# [WHAT TO DO]
Edit the data below so that "central point" replaces every occurrence of "innermost point" and all other text stays unchanged. Leave the pictures out of your version.

Dataset entries:

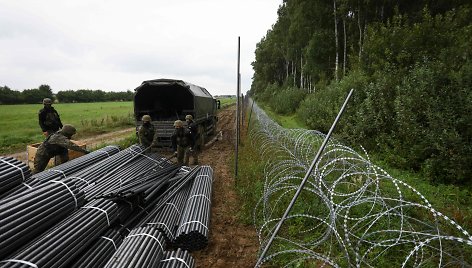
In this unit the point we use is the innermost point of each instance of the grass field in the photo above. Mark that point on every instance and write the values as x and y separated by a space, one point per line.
19 123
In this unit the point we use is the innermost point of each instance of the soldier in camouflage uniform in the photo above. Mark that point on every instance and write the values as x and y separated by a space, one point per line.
147 133
181 142
56 144
196 136
49 119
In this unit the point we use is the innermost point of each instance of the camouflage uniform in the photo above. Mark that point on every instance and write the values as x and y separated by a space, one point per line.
49 120
182 140
55 144
147 135
196 137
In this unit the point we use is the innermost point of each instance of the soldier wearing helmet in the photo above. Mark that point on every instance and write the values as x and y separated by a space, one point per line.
182 141
56 144
147 133
49 119
193 127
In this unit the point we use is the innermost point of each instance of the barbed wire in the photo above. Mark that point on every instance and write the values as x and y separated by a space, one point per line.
350 213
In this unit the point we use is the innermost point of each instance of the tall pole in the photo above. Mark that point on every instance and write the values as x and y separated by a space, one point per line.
300 188
238 77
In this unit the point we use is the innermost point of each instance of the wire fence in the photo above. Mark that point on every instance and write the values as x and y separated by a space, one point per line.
351 213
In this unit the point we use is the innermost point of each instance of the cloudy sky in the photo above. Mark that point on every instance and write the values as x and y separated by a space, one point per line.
114 45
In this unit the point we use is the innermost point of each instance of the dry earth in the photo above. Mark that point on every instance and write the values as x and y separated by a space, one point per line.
231 243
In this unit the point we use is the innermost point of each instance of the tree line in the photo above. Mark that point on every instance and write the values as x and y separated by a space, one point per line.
408 61
36 95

# [RESPONSE FOR THIS EXERCISE]
In this unit the point we use is the central point of each instance of the grass field in the photo above. Mark that point on every instance and write the values as x and y separated by a space, one point per line.
19 123
In this unit the point we use is the central point of each instance of the soldier in camouflage uniform in the photo above. Mark that point on every instance and write the values as x and y separated by a space, one point per line.
147 133
181 142
56 144
196 136
49 119
In this unit the point we use is the central point of each instance of the camouflage uniform in the photo above. Mark that point on every instance and write the values as x and y separated by a space, one point per line.
49 120
182 140
55 144
147 135
196 137
In this unit the point we use is the central point of each instance of the soldier wearing helmet in the photo above. Mark that point on every instance and write the values as x and y separated by a space, one point per line.
182 141
56 144
147 133
49 119
193 127
In this unit the point we use is the central point of each instance of the barbed wire in the photo above. Mark that point on every instance and write the values as x and y separated by a space, one point per line.
350 213
In this unit the point we use is the central point of each instance of the tall pole in the photo above. Mark that point on every instance and write the values as x and y separated by a space, one point per line.
300 188
238 77
In this unit the point we use is the central point of each instance of the wire fence in the photo above. Mark that point on every instance and write the values as x and y separated by a space, one point per line.
351 213
In this unit the point we use is the central point of each instance of the cloudy sky in the photo above. Mark that point on every instance and write the values as x and y separated by a space, one point per line.
114 45
In this unit the point we use is the central point of each instance of the dry earth in the photo above. Mark that point on every instance and write the values as x and y separated by a space, one point per line.
231 243
In this unit the point we use is the central point of each instance of the tree line in the photo above. Mark that point on every instance and write the values as x and y separated by a space, one point per line.
408 61
36 95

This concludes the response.